EXTRACT TO READ below:
Right on Health Insurance
Your editorial of December 11 about health insurance ["Do Not Resuscitate"] was exactly to the point. The problem with mandating that every citizen of Massachusetts purchase health insurance from private companies if they do not meet economic need criteria as determined by the Commonwealth seems designed to feed the health insurance companies rather than protect and insure the health care needs of the working family. The only way to genuine universal health care, in Massachusetts as well as in the United States, is through a single payer plan. I agree with you that the model should be Social Security and Medicaid. The Obama administration needs to hear from us. Ony the people's lobby can drown out the insurance lobby.
Leslie Nyman
Pelham
Warren a Poor Choice
Obama's taste in ministers is on a par with Bill Clinton's in women: both suffer from a fatal attraction that distracts from the critical issues of the day. The explanation of "inclusiveness" is getting a bit old even this early in the game: there is nothing inclusive about selecting a so-called man of the cloth who compares the sanctity of my marriage to bestiality or incest. Please, Barack, expend the moral capital of issues close to your own heart in this show of bringing everyone into the tent: e.g., why not invite David Duke to bless your inauguration?
It is bad enough that we had to support you knowing you openly opposed gay marriage: we figured that it was the only way you could get elected in homophobic America. We now realize your views on my kind were closer to the religious hypocrisy of the Black Church. And we are told that the Black Church resents our comparison of the struggle for gay rights to that for racial equality. Well, too bad. How quickly people forget who their friends are, and the last oppressed become the first and foremost oppressors. Gay marriage is, plain and simple, a matter of civil rights. Period.
There are some people who simply don't belong in the tent. Leave Rick Warren, the Catholic hierarchy and the Mormon Church Fathers outside. They are all so not entitled to comment on the legitimacy of my marriage, on the 26-year relationship of raising children, tending to aging parents, building a home life, supporting each other through the joys and tragedies of "everyman's" existence, but without, until quite recently, the perks that civil marriage conveys. In a country founded on the principle of separation of church and state, the sight of Obama and McCain making pilgrimage to the religious court of Pastor Warren and kowtowing to kiss his proverbial ring is positively revolting.
End of EXTRACT TO READ.
STUDY MATERIAL below:
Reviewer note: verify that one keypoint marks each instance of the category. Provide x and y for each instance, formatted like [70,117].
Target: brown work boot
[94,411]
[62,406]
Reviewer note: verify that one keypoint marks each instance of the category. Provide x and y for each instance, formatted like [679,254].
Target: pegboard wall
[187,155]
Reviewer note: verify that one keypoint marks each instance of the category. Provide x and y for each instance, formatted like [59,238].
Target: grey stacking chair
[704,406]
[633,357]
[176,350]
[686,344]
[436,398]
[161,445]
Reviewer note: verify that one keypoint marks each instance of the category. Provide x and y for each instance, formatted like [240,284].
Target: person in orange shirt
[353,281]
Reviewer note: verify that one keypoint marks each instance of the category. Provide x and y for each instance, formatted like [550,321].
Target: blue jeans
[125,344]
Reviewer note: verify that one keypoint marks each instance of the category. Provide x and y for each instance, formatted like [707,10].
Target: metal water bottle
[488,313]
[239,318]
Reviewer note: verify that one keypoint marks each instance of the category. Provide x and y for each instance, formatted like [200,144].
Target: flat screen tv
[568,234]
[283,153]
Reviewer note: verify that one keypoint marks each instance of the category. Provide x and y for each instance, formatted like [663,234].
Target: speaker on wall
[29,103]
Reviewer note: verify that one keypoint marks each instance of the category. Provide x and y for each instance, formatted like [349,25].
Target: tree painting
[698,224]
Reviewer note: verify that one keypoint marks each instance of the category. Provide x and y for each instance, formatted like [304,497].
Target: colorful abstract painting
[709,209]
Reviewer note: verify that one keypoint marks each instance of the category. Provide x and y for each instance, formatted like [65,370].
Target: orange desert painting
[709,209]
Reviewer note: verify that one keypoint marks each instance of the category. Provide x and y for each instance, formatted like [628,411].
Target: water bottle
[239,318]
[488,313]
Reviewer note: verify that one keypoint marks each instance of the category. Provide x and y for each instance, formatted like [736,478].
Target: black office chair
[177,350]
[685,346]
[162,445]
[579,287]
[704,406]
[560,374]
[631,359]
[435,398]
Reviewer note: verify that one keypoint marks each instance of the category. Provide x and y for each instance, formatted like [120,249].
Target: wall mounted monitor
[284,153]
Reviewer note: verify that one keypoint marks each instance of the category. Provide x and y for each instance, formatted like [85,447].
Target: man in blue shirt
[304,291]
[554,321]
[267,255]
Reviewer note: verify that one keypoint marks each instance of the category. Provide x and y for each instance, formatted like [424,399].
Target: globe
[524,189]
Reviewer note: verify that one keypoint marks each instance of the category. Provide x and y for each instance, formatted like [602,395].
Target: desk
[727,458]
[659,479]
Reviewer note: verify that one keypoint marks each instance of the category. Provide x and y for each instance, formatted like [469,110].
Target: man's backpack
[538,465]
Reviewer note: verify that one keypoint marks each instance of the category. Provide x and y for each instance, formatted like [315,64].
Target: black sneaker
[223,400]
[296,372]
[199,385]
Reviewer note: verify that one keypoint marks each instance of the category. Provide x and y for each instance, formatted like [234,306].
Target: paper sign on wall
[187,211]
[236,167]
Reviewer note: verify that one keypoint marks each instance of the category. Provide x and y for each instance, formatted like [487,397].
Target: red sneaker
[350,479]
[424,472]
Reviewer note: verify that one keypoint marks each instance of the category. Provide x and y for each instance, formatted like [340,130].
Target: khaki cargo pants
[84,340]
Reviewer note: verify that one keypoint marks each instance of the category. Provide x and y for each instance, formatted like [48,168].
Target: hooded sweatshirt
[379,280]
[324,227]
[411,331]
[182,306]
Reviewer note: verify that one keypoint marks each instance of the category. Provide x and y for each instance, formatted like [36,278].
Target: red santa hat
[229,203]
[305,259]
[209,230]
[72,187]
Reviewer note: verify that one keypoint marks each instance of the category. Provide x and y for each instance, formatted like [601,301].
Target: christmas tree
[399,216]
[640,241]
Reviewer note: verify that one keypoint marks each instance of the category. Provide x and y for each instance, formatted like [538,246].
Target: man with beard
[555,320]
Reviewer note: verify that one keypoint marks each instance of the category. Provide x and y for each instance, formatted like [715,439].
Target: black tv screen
End of STUDY MATERIAL.
-- INSTRUCTIONS FOR THE TASK --
Reproduce the letters to the editor from the top of the page again in full, word for word.

-- REPLY TO THE EXERCISE --
Right on Health Insurance
Your editorial of December 11 about health insurance ["Do Not Resuscitate"] was exactly to the point. The problem with mandating that every citizen of Massachusetts purchase health insurance from private companies if they do not meet economic need criteria as determined by the Commonwealth seems designed to feed the health insurance companies rather than protect and insure the health care needs of the working family. The only way to genuine universal health care, in Massachusetts as well as in the United States, is through a single payer plan. I agree with you that the model should be Social Security and Medicaid. The Obama administration needs to hear from us. Ony the people's lobby can drown out the insurance lobby.
Leslie Nyman
Pelham
Warren a Poor Choice
Obama's taste in ministers is on a par with Bill Clinton's in women: both suffer from a fatal attraction that distracts from the critical issues of the day. The explanation of "inclusiveness" is getting a bit old even this early in the game: there is nothing inclusive about selecting a so-called man of the cloth who compares the sanctity of my marriage to bestiality or incest. Please, Barack, expend the moral capital of issues close to your own heart in this show of bringing everyone into the tent: e.g., why not invite David Duke to bless your inauguration?
It is bad enough that we had to support you knowing you openly opposed gay marriage: we figured that it was the only way you could get elected in homophobic America. We now realize your views on my kind were closer to the religious hypocrisy of the Black Church. And we are told that the Black Church resents our comparison of the struggle for gay rights to that for racial equality. Well, too bad. How quickly people forget who their friends are, and the last oppressed become the first and foremost oppressors. Gay marriage is, plain and simple, a matter of civil rights. Period.
There are some people who simply don't belong in the tent. Leave Rick Warren, the Catholic hierarchy and the Mormon Church Fathers outside. They are all so not entitled to comment on the legitimacy of my marriage, on the 26-year relationship of raising children, tending to aging parents, building a home life, supporting each other through the joys and tragedies of "everyman's" existence, but without, until quite recently, the perks that civil marriage conveys. In a country founded on the principle of separation of church and state, the sight of Obama and McCain making pilgrimage to the religious court of Pastor Warren and kowtowing to kiss his proverbial ring is positively revolting.